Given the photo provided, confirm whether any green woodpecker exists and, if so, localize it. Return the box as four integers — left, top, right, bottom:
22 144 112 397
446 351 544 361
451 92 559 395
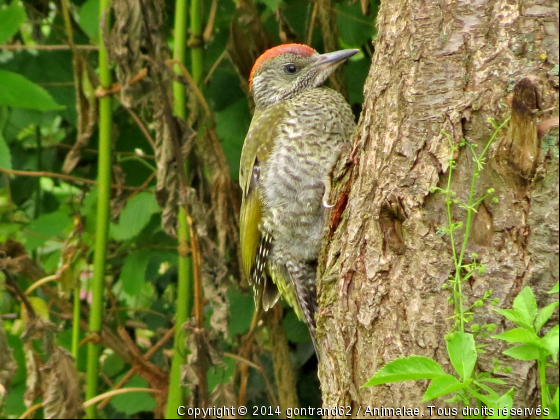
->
239 44 358 354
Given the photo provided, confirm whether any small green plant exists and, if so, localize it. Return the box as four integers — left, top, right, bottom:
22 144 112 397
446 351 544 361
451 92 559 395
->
364 118 513 418
494 283 559 418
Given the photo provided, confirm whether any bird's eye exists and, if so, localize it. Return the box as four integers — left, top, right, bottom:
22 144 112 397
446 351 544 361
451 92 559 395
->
284 64 298 74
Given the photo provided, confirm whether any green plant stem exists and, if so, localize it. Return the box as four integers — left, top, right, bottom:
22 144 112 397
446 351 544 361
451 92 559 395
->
86 0 112 418
445 141 463 331
165 0 193 419
190 0 204 88
187 0 208 407
537 356 550 408
34 125 43 219
72 288 80 360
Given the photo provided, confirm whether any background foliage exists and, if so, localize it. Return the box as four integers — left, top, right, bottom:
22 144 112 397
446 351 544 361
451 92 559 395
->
0 0 377 418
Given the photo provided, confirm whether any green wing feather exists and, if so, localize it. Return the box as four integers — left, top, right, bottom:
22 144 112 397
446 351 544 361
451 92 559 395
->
239 103 302 319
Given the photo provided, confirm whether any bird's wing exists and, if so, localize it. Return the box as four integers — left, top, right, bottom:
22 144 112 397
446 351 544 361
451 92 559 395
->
239 104 285 310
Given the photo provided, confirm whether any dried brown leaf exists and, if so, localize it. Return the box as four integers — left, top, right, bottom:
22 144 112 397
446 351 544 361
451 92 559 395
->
41 347 85 419
23 342 43 408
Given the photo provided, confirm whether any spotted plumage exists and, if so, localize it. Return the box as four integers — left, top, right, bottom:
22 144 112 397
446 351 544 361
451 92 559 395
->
239 44 356 356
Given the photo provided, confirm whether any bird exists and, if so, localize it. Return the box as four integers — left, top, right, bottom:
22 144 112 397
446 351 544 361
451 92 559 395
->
239 43 359 356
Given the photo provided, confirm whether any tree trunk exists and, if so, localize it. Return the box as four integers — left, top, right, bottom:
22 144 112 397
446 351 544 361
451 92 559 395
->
317 0 558 416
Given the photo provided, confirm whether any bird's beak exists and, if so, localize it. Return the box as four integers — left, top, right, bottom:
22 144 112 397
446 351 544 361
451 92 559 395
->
312 49 360 69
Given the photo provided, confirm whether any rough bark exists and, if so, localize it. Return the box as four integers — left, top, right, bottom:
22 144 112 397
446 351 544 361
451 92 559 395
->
317 0 558 415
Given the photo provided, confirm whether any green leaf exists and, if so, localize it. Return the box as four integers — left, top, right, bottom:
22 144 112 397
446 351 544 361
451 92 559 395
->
547 388 560 419
477 378 506 385
422 375 471 402
282 311 311 343
0 132 12 169
261 0 282 12
0 0 27 45
493 328 540 345
447 332 477 379
513 286 538 329
535 301 558 332
541 324 559 363
119 250 150 296
227 288 255 337
0 70 64 111
111 375 156 415
111 192 159 241
23 210 72 251
502 344 541 360
362 355 446 387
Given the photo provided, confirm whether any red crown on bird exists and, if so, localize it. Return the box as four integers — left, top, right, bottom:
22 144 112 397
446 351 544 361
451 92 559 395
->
249 44 317 89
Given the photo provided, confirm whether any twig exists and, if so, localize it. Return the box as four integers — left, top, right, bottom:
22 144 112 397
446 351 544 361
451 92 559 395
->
84 388 163 407
124 106 156 151
97 327 175 410
2 270 37 319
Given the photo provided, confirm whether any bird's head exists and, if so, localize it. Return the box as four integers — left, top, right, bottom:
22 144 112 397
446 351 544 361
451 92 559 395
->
249 44 359 109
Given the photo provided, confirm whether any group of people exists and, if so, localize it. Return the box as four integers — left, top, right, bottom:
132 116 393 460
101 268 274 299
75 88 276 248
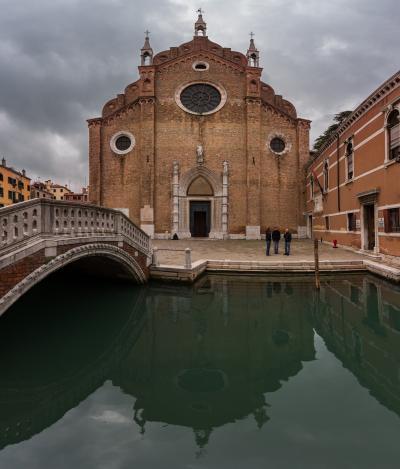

·····

-- Exercise directions --
Which lines of the records above contain the string "leaf"? Pick out and copy each of them, treating uppercase and lowercase as different.

-- Answer to this exercise --
Given the photo provided, confirm whether any dried brown leaf exists and, if so, localize it. Return the box as four integers — left, top, right, bottom:
Given the photo provided, confirm whether any green leaf exists and, if so, localize it. Return the box as four integers — left, top, right, bottom:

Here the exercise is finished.